> [SHORT EXERCISE 1] In the forum excerpt on quantilization, what does the author suggest is a better way to think about "actions the AI has seen a human take"?

> [QUOTED TEXT]
··········
I feel the appeal of this intuition, but on the other hand, it might be a much easier problem since both of you are humans doing fairly “normal” human things. It is less obvious you would be able to watch something completely alien and unambiguously figure out what it’s trying to do.
To first approximation, it is enough for the AI to be more capable than us, since, whatever different solution we might come up with, an AI which is more capable than us would come up with a solution at least as good. Quantilizing from an imitation baseline seems like it should achieve that, since the baseline is “as capable as us” and arguably quantilization would produce significant improvement over that.
Instead of “actions the AI has seen a human take”, a better way to think about it is “actions the AI can confidently predict a human could take (with sufficient probability)”.
Thanks again for your very helpful response! I thought about the quantilization thing more, let me try again.
··········
> [SHORT EXERCISE 2] Update the records starting at the line that contains "Target: hoodie hood" and ending at the end of the records by replacing "instance" with "occurrence", leaving everything else unchanged. Return only those lines.

> [SUPPLIED DATA]
··········
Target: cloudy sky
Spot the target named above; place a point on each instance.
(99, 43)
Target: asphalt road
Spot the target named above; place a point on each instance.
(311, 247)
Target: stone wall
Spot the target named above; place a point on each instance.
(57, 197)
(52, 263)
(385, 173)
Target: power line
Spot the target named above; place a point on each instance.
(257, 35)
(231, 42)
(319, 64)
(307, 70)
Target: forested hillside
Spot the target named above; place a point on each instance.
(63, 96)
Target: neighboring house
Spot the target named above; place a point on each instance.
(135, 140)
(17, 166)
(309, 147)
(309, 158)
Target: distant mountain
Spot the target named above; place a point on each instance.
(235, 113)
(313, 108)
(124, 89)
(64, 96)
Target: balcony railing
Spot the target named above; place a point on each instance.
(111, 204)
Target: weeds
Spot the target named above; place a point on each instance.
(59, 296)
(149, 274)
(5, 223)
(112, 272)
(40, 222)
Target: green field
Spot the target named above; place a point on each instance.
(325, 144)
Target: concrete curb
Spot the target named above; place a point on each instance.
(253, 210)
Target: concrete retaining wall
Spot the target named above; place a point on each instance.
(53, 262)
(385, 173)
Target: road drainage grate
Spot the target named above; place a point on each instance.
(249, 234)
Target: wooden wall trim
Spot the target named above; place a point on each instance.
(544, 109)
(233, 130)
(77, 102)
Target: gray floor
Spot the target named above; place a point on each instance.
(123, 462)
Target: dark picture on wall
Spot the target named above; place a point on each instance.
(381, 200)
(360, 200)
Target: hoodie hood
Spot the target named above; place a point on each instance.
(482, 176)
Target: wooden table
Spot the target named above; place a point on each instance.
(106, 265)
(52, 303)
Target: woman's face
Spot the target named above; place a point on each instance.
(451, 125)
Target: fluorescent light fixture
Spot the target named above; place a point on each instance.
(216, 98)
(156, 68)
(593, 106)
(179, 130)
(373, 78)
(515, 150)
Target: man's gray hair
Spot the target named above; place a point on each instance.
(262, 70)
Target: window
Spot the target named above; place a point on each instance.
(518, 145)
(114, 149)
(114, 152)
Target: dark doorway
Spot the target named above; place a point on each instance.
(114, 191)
··········
> [COMPLETE ANSWER 1] As "actions the AI can confidently predict a human could take (with sufficient probability)."

> [COMPLETE ANSWER 2]
Target: hoodie hood
Spot the target named above; place a point on each occurrence.
(482, 176)
Target: wooden table
Spot the target named above; place a point on each occurrence.
(106, 265)
(52, 303)
Target: woman's face
Spot the target named above; place a point on each occurrence.
(451, 125)
Target: fluorescent light fixture
Spot the target named above; place a point on each occurrence.
(216, 98)
(156, 68)
(593, 106)
(179, 130)
(373, 78)
(515, 150)
Target: man's gray hair
Spot the target named above; place a point on each occurrence.
(262, 70)
Target: window
Spot the target named above; place a point on each occurrence.
(518, 145)
(114, 149)
(114, 152)
Target: dark doorway
Spot the target named above; place a point on each occurrence.
(114, 191)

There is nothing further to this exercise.